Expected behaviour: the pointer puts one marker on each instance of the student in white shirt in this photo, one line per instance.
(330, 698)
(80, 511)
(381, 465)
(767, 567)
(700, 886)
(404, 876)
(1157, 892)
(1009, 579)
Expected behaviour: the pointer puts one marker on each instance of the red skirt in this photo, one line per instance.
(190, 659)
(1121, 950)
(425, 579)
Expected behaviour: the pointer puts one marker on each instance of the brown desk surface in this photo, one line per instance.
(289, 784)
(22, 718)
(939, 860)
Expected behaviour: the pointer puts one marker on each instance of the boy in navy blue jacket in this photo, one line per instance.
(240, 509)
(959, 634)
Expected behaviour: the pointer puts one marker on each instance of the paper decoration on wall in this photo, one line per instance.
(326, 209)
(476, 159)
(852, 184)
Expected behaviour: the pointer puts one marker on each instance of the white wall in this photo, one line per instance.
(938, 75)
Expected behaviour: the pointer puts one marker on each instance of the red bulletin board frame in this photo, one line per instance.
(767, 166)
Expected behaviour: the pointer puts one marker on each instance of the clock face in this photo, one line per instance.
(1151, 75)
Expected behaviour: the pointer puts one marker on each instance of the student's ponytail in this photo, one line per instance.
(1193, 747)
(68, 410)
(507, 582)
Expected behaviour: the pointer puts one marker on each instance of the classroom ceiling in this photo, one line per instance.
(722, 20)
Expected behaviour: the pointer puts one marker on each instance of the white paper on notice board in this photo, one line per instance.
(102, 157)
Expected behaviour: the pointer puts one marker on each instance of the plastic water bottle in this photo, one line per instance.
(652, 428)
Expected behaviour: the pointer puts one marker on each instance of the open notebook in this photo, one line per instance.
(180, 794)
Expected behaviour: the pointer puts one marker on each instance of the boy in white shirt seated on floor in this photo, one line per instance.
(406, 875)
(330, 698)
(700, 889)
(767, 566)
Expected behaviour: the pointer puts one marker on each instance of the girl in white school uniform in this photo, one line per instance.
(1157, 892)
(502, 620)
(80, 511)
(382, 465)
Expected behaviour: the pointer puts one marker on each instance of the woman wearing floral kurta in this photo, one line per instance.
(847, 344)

..............................

Reproduce all of the entries above word for word, line by line, without changing anything.

Expected behaviour: the pointer puts one marker on each instance of the student in white shirt in this photo, one line per instance.
(330, 698)
(80, 511)
(381, 465)
(767, 567)
(700, 886)
(404, 876)
(1157, 892)
(1009, 579)
Expected behaviour: the pointer puts one marker on each instance of the red skirt in this photo, one line per instance.
(190, 659)
(1121, 950)
(425, 579)
Expected behaviour: the pointer puts one marker on each instance of the brown desk surface in this photo, one line per instance.
(289, 784)
(22, 718)
(939, 860)
Expected behaviour: the pointer puts one marker on each instance of the boy in navy blue jacket in this photo, one line per instance.
(240, 509)
(959, 634)
Expected behaviour: the pointer puts one marker on each instance of the paper decoration on wall in this photo, one line per instance.
(326, 209)
(476, 159)
(852, 184)
Expected behaviour: the pointer puts one marker on each instance of the white wall in this photo, one line per instance.
(938, 75)
Expected behaviour: the pointer puts one marker on each instance of the red bulletin board frame in this photo, one line per instance.
(767, 166)
Expected behaviour: the pointer puts one marker on each instance of the clock face in this photo, one line per instance.
(1151, 75)
Expected behaviour: the pointer puts one marker on each instance of the student's ponytail in this photo, one line per instance.
(1193, 747)
(68, 410)
(507, 582)
Expected behaviour: the pointer puts one marker on each instance of the classroom ceiling in this photo, one line per instance.
(722, 20)
Expected behaviour: the pointer puts one marker on each instance of the white paper on notice board in this photo, one line per instance.
(102, 157)
Expected behaviour: the pointer puts one marker on each instance of the plastic water bottle in this photo, one line per instance.
(652, 428)
Expected behaviour: the pointer puts one marker on each instance of the open notebook in this photo, one line per instance.
(180, 794)
Expected behaviour: the pointer puts one marker on each instance of the boy in white shirt seated on floor in this photo, one line per instance.
(406, 875)
(330, 698)
(700, 889)
(767, 566)
Expected behaviour: the pointer puts one marker on each instance of the girl in white school uniform in this photo, one line per instance.
(1157, 892)
(502, 620)
(80, 511)
(382, 465)
Expected behaviour: the pointer puts one marker on each instance of the woman wearing floral kurta in this photo, one line per instance.
(847, 344)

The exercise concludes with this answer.